Exercise directions :: Copy the records word for word from their first line through the line containing "[[664, 185], [603, 229], [275, 81]]", including that line.

== == ==

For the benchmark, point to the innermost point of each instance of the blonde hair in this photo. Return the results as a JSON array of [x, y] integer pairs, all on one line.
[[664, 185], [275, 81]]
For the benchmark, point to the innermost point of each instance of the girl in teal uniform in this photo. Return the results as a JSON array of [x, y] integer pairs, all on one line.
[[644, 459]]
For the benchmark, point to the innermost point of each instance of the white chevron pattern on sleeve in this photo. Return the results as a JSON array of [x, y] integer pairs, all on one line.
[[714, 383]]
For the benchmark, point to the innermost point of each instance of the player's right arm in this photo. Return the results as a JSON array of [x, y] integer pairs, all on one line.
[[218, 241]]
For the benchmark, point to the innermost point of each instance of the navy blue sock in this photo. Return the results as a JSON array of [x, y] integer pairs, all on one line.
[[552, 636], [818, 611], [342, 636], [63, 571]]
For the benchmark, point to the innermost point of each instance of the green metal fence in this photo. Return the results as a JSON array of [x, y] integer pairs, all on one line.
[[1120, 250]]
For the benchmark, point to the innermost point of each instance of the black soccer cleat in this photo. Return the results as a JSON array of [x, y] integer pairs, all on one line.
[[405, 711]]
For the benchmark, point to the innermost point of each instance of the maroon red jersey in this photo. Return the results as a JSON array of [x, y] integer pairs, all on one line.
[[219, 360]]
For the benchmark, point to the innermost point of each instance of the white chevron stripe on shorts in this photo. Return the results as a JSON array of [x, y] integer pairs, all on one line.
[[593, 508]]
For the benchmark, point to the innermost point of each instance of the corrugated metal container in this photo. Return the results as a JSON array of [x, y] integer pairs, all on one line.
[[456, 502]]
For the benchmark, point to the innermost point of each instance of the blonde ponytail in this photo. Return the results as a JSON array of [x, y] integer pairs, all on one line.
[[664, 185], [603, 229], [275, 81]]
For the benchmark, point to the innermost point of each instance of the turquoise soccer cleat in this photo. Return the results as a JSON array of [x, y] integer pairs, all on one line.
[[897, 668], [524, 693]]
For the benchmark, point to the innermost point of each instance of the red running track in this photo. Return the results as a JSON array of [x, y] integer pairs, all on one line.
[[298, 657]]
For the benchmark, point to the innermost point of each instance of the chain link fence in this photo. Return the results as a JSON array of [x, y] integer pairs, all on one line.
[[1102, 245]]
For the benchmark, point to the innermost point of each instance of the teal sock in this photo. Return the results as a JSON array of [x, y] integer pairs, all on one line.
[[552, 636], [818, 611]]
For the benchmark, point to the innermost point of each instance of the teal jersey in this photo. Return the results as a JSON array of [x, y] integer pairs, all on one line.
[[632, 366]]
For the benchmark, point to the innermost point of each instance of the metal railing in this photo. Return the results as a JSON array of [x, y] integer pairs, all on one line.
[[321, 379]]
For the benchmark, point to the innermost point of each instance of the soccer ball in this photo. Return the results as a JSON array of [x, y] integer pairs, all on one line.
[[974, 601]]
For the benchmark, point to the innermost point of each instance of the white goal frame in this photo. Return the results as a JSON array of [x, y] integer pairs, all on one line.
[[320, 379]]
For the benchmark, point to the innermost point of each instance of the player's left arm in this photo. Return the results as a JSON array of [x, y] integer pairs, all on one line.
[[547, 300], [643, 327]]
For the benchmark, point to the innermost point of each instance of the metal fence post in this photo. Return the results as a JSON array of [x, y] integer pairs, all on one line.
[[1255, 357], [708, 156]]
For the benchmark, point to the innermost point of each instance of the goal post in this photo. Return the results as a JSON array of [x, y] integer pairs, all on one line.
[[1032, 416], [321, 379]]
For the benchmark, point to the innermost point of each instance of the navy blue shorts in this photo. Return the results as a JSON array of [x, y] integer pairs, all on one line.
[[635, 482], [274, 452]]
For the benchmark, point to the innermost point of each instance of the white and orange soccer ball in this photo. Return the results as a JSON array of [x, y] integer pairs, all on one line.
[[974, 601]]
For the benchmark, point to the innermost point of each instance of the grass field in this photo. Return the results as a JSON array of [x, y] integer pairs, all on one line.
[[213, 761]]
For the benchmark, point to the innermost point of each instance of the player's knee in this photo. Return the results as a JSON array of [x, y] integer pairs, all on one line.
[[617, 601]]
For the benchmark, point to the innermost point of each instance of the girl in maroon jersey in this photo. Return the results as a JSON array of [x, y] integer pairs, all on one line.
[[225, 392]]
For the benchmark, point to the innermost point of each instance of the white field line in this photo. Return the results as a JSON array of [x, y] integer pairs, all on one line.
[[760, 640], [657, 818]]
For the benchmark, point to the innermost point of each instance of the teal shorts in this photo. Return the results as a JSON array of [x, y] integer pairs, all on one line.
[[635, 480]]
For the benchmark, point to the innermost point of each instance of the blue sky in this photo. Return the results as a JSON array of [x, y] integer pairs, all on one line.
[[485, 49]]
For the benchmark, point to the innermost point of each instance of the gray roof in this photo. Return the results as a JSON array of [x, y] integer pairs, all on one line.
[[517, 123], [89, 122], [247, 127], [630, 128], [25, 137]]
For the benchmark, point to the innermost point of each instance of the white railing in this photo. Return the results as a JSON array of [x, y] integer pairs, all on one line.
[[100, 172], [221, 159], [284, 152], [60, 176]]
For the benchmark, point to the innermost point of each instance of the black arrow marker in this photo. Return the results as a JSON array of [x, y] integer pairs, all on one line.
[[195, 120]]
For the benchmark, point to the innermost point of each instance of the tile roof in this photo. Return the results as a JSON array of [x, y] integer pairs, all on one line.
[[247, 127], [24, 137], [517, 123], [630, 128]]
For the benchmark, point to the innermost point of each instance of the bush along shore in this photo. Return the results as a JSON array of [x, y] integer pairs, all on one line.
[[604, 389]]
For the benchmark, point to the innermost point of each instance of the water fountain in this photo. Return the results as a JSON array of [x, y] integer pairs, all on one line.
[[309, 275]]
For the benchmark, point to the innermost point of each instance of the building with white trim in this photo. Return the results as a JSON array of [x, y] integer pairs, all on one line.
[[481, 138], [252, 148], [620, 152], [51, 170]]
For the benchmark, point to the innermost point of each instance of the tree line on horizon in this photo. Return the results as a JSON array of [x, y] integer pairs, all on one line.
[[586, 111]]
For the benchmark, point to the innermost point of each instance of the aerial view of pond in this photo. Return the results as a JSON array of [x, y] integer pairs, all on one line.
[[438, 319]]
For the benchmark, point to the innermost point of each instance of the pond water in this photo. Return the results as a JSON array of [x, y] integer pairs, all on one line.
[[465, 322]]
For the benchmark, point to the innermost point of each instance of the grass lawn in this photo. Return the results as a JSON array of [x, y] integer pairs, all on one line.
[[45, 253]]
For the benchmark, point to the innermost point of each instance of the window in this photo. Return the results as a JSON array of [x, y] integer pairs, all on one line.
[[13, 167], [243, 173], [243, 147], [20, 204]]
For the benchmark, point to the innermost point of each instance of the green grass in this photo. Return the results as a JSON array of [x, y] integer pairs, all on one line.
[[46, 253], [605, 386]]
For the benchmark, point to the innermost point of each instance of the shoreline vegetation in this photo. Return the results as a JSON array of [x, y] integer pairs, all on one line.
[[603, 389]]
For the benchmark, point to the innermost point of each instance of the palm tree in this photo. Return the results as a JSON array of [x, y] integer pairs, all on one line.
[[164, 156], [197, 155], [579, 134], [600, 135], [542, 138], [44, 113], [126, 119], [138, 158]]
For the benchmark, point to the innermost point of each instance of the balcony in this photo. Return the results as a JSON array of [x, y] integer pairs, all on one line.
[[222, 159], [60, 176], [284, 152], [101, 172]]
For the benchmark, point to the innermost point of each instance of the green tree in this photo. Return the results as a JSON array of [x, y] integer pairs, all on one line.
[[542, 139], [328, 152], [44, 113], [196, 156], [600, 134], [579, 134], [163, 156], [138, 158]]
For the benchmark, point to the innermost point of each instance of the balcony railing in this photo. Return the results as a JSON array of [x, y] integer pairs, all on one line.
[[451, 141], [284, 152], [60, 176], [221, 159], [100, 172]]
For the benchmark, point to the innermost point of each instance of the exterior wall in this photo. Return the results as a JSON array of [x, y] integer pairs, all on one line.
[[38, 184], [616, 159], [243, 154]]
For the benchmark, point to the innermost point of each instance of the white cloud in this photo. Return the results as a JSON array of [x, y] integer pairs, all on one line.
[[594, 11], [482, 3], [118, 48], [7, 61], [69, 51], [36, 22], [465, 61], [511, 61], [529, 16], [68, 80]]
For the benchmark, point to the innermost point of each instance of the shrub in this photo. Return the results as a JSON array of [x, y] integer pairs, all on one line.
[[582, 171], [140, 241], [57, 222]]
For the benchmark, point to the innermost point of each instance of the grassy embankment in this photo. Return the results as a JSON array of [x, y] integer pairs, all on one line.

== == ==

Right answer ::
For the benchmark, point to the innermost point of each instance of the blonde hair in this photo. Return the results as a JSON array of [x, y] integer pairs, all on one line.
[[664, 185], [275, 81]]
For the benchmark, point to the innermost point of each instance of the girl in teal uniform in this photo. Return the results as a JSON array of [x, y] integer pairs, all on one line.
[[644, 459]]
For the benchmark, point to the innermost point of each instance of the white chevron pattern on sleeve in this photo. Return the results as a JSON array of [x, y] integer pairs, all on one line.
[[714, 383]]
For the benchmark, point to the innermost point of each instance of the player's right arm in this photo. Return the results as a JSON array of [x, y] integer pairs, all on one line.
[[218, 241]]
For the benchmark, point to the innermost point of each instance of the navy blue sock in this photo. Return the results as a JSON array of [x, y] integer pairs, all on one line.
[[552, 636], [818, 611], [342, 636], [63, 571]]
For the benchmark, point to the innermost point of each instance of the green metal fence in this photo. Return the results as a JSON array of [x, y] integer pairs, all on one line.
[[1120, 250]]
For the benchmark, point to the innermost point of each instance of the black soccer cleat in this photo. Return the results as a JSON array of [x, y] integer pairs, all on one line.
[[405, 711]]
For the benchmark, point to the innermost point of each instance of the maroon red jersey in this photo. Return the results as a JSON array of [x, y] integer pairs, all on one line.
[[219, 360]]
For the benchmark, point to the innermost point of each instance of the white chevron stripe on shorts in this photo. Return the results as a JSON array of [x, y] integer pairs, all on one line.
[[593, 508]]
For the benchmark, point to the innermost point of each instance of the corrugated metal container in this photo. Return the results as a JSON array of [x, y] integer pairs, all on one line.
[[456, 502]]
For the benchmark, point to the innermost point of each instance of the blonde ponytail in this photo. Return the results as a JSON array of [x, y] integer pairs, all on one line.
[[664, 185], [603, 229], [275, 81]]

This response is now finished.